**Aim of the exercise**
Nothing but the line with "Put a single dot on each instance of the white cloud" and the lines after it, through the end of the records below, is to be repeated, exactly as it is.

Named object pointing entries:

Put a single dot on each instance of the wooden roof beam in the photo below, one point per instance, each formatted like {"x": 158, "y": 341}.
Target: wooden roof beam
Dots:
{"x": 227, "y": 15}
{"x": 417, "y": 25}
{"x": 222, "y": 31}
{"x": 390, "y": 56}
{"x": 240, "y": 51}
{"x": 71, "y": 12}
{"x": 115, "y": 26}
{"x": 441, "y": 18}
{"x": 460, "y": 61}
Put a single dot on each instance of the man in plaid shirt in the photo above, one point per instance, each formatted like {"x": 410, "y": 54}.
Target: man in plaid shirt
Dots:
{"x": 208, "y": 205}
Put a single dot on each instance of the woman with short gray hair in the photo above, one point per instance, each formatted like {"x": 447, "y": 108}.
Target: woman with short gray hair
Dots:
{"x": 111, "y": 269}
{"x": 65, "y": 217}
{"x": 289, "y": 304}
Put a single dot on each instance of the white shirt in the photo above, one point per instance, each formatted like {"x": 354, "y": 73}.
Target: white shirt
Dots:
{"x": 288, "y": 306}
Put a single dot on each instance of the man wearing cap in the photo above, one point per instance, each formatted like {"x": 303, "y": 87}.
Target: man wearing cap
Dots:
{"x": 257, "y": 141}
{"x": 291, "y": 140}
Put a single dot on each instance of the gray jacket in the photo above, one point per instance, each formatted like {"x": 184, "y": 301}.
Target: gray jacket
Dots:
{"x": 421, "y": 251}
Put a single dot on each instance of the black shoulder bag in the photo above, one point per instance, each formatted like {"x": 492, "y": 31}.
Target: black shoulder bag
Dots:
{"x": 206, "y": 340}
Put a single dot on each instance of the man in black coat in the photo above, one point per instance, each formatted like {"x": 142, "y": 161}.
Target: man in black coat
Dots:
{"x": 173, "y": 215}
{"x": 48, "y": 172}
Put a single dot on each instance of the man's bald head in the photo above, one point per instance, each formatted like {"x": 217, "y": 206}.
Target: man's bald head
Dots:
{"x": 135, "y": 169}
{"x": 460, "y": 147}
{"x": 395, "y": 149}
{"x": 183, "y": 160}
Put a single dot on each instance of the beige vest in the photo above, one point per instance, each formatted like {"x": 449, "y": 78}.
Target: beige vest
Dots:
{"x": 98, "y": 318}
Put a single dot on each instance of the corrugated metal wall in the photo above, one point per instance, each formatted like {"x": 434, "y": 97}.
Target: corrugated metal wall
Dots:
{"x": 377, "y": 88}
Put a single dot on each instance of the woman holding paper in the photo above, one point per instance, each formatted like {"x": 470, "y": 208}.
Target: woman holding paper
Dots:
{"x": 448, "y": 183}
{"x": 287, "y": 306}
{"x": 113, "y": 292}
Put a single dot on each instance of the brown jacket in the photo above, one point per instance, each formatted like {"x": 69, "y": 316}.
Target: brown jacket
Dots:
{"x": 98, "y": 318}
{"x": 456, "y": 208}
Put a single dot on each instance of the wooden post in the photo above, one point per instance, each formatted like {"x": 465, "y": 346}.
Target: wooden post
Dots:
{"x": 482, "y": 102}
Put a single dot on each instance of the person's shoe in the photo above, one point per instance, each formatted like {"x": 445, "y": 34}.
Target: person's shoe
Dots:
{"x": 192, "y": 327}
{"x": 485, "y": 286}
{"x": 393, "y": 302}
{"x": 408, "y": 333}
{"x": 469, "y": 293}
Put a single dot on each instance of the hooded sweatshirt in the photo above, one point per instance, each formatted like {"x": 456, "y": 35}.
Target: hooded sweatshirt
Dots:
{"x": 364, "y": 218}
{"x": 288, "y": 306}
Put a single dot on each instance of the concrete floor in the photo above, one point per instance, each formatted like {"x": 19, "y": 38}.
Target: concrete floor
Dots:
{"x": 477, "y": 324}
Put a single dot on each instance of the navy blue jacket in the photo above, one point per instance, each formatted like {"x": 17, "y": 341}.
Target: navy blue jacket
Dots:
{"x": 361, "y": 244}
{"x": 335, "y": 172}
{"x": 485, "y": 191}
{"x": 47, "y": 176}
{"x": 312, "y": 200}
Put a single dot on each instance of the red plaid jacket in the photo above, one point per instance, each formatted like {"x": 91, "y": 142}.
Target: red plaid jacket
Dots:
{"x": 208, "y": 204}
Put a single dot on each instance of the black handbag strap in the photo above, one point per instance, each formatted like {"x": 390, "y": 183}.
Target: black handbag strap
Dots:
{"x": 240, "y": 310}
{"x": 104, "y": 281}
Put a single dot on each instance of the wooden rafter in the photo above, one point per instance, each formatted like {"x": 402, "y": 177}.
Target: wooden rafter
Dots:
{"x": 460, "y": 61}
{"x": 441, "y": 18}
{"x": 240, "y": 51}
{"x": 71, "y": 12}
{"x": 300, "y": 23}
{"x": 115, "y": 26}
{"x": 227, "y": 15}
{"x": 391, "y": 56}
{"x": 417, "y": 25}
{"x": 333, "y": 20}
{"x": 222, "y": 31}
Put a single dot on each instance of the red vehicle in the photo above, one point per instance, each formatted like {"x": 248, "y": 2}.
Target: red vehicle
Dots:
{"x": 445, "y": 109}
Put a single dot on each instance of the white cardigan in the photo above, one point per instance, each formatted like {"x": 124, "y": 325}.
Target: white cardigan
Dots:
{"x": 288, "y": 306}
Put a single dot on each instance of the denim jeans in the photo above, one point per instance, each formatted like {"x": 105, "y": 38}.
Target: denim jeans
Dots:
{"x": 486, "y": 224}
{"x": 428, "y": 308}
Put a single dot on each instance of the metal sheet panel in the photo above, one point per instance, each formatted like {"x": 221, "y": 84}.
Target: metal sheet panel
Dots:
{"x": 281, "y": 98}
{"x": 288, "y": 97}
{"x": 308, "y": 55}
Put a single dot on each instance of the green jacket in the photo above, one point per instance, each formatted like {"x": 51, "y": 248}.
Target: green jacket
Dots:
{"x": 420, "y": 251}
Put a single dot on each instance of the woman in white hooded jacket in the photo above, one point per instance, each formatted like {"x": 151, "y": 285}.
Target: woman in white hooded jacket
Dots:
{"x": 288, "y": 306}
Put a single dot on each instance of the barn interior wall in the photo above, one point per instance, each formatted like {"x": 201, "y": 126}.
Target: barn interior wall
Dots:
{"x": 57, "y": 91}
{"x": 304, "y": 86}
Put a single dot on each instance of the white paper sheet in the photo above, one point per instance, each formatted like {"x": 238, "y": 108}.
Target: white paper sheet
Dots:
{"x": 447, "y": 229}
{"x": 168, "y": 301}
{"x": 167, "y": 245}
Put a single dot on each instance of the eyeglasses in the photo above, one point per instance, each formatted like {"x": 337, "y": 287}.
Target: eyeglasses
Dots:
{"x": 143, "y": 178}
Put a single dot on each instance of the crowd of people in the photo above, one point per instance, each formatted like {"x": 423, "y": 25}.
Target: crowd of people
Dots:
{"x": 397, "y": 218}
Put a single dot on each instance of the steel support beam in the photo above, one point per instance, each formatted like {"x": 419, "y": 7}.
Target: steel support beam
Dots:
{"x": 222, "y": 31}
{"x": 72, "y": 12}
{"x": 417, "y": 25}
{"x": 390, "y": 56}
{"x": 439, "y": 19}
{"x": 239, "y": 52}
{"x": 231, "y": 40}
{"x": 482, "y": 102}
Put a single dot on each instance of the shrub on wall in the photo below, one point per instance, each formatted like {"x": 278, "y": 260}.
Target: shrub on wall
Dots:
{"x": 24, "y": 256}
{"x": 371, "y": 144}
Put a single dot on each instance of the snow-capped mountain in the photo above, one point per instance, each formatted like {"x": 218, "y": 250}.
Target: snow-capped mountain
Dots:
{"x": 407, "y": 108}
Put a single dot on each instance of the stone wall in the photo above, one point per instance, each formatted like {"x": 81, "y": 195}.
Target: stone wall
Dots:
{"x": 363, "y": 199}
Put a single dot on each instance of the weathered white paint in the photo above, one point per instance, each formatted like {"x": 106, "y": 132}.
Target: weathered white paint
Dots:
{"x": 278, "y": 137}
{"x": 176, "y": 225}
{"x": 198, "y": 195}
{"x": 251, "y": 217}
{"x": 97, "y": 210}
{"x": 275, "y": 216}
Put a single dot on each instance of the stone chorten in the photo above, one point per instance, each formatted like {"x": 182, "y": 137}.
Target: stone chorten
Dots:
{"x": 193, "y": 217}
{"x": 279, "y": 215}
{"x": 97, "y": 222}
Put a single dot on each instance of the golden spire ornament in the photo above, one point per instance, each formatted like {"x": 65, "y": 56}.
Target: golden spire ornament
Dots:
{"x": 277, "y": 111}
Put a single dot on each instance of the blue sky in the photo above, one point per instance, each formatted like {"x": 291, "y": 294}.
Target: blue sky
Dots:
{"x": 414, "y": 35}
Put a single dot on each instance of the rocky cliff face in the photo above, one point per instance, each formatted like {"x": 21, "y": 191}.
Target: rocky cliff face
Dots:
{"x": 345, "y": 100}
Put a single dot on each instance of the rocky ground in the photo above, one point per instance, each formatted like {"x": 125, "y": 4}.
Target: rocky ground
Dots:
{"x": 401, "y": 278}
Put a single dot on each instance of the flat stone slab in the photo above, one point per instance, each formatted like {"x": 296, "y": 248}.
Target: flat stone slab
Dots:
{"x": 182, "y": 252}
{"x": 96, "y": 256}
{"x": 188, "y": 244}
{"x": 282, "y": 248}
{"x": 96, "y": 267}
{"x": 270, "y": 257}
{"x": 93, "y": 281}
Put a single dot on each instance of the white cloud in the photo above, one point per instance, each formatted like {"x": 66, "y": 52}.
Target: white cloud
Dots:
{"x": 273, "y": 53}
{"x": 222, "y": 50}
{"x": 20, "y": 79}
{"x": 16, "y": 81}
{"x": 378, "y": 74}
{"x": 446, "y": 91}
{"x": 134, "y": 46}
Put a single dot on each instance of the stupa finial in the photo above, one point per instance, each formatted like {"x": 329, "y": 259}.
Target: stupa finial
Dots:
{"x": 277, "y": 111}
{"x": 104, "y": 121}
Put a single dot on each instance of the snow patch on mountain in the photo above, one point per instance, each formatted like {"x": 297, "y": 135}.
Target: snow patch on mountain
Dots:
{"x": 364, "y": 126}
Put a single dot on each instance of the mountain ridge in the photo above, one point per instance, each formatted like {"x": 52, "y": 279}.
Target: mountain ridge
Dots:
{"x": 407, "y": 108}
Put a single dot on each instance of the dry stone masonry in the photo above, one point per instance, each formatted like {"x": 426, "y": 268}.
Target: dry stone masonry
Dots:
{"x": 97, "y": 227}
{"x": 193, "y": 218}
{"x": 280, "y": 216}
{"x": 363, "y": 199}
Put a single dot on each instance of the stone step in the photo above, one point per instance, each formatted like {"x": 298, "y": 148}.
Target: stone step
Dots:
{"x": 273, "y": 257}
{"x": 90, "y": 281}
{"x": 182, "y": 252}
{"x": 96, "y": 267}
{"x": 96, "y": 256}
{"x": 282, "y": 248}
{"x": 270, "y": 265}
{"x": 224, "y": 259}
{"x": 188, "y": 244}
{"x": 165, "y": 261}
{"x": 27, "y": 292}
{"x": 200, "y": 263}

**Result of this exercise**
Put a single dot on each instance of the white cloud in the photo above, one point per instance, each formatted like {"x": 66, "y": 52}.
Target: white cloud
Dots:
{"x": 273, "y": 53}
{"x": 222, "y": 50}
{"x": 20, "y": 79}
{"x": 16, "y": 81}
{"x": 378, "y": 74}
{"x": 446, "y": 91}
{"x": 134, "y": 46}
Put a single dot on each instance of the stupa finial in the photo above, one point per instance, each formatted like {"x": 329, "y": 259}.
Target: stupa finial
Dots:
{"x": 277, "y": 111}
{"x": 104, "y": 121}
Put a single dot on each instance of the snow patch on mountain in the photo above, one point per instance, each formatted like {"x": 297, "y": 135}.
Target: snow patch on mountain
Dots:
{"x": 364, "y": 126}
Put a single dot on each instance of the mountain ridge in the photo above, one point per instance, each formatted like {"x": 52, "y": 279}.
Target: mountain ridge
Dots:
{"x": 407, "y": 108}
Put a single dot on each instance of the dry stone masonry in the photo above, one point per instance, each formatted like {"x": 426, "y": 268}.
Target: dry stone masonry
Dots:
{"x": 97, "y": 227}
{"x": 193, "y": 218}
{"x": 280, "y": 216}
{"x": 363, "y": 199}
Put a single dot on each instance of the stone step in the photo above, one point per instance, each formatted like {"x": 298, "y": 148}.
Target: stone step
Dots:
{"x": 273, "y": 257}
{"x": 90, "y": 281}
{"x": 182, "y": 252}
{"x": 96, "y": 267}
{"x": 96, "y": 256}
{"x": 282, "y": 248}
{"x": 270, "y": 265}
{"x": 224, "y": 259}
{"x": 188, "y": 244}
{"x": 165, "y": 261}
{"x": 27, "y": 292}
{"x": 200, "y": 263}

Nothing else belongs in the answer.